What Are Agents Looking For? Find out With Greyhaus Literary Agency, Agent Scott Eagan

Hello and welcome to the final day of the Southern Sizzle Romance Blog anniversary. First let me say a HUGE thank you to all the guests, commentors, and other Sizzle authors. This month we’ve had the pleasure of so many great posts and today is no different.  Today’s guests blogger is Greyhaus Literary Agency agent Scott Eagan. Thank you to him for joining us today. A few months ago I had the pleasure of sending Mr. Eagan a partial submission of my latest urban fantasy, although he ultimately passed on the work I’ve continued to follow him on twitter and his blog. I’ve read a lot of blogs over the years and Mr. Eagan’s blog is by far one of the most informative so when it was time to send invitations out for our blog guests I knew I had to invite him.

Today’s topic is What Are Agents Looking For, which is one thing we are all wanting to know!

WHAT ARE AGENTS REALLY LOOKING FOR?

 

            One of the most common questions agents (and editors) hear at conferences as we sit on panels is “so what is it you are looking for in a submission?” Of course, every time you hear that question the answer always seems to be the same response. “I’m looking for a story with a great voice, a fantastic high concept and characters that grab me.”

            Now, for most writers, this is not the answer they were looking for. In all likelihood, they were looking for something such as, “I’m looking for a paranormal romance with a ghost and a vampire taking on the forces of the angels and demons. The story should be in 3rd person and have an amazingly hot looking character like Hugh Jackman.” Sorry, but that response in not going to happen. Still, if the writers were really listening to what the agents said, they had everything they would need.
= = = = = = =
→ Exercises to complete
(A) Copy, word for word, the part of the literary agent blog post that opens with the words containing "Hello and welcome" and closes with "wanting to know!".
(B) Pick up the blog post about what agents look for in a submission right after its final sentence and keep writing it.
The data that comes next has no connection to the blog post on what literary agents look for.

→ Raw data
= = = = = = =
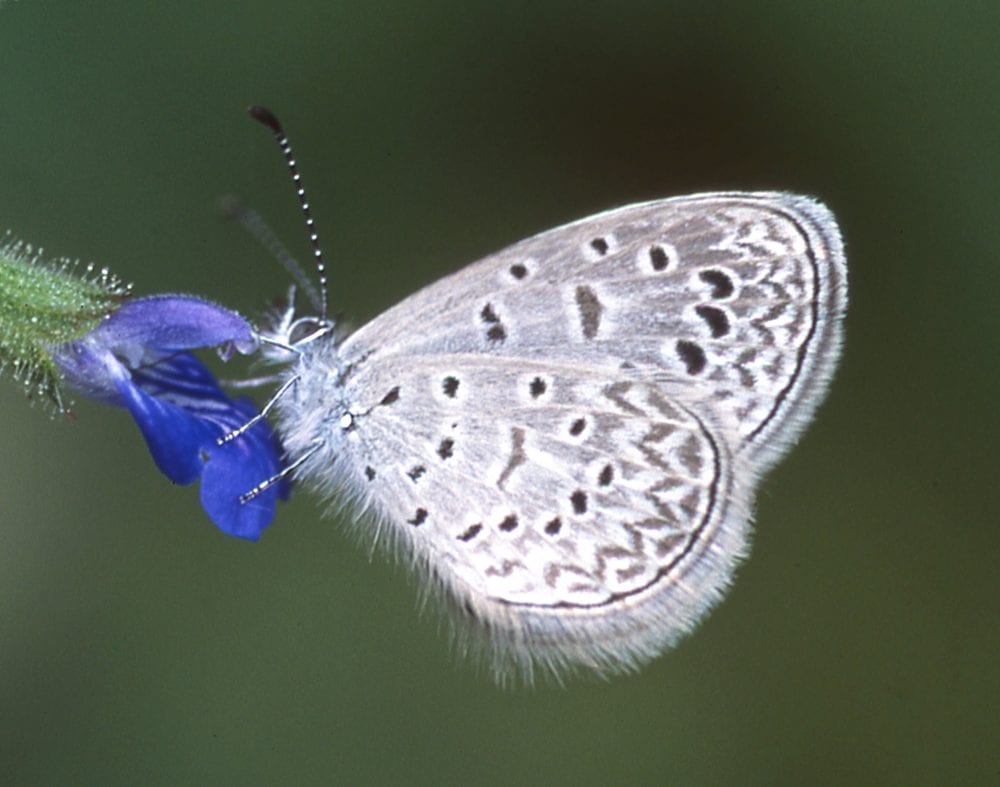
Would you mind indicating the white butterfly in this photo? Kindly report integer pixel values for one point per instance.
= = = = = = =
→ Expected outputs
(A)
Hello and welcome to the final day of the Southern Sizzle Romance Blog anniversary. First let me say a HUGE thank you to all the guests, commentors, and other Sizzle authors. This month we’ve had the pleasure of so many great posts and today is no different.  Today’s guests blogger is Greyhaus Literary Agency agent Scott Eagan. Thank you to him for joining us today. A few months ago I had the pleasure of sending Mr. Eagan a partial submission of my latest urban fantasy, although he ultimately passed on the work I’ve continued to follow him on twitter and his blog. I’ve read a lot of blogs over the years and Mr. Eagan’s blog is by far one of the most informative so when it was time to send invitations out for our blog guests I knew I had to invite him.

Today’s topic is What Are Agents Looking For, which is one thing we are all wanting to know!

(B)
            As an agent, we have several things we are looking for. Despite what many writers tell each other, “If you have a great story it will sell,” there really is much more than that. When we read those submissions, for the most part, we are all looking for the same things:

  • High Concept
  • Voice
  • The Story
  • The Marketablity
  • The Author

Let’s look at each briefly

HIGH CONCEPT What do we want here? Not some flashy line that you have crafted in a workshop. We’re talking about the story here. Agents and editors are looking for something new and unique. Not strange, just a new twist on what is selling out there. I had an author once that was rejected by an editor for just this thought. The editor stated, “Your writing is fantastic and is equal to [insert NY Times Author] but we already have that person. Find a way to give us a new twist.

I was talking to a Harlequin editor in Orlando and her comment was the same thing. “All of the submissions we see seem to be copies of what we already have. Give us that new twist.” Agents want the same thing.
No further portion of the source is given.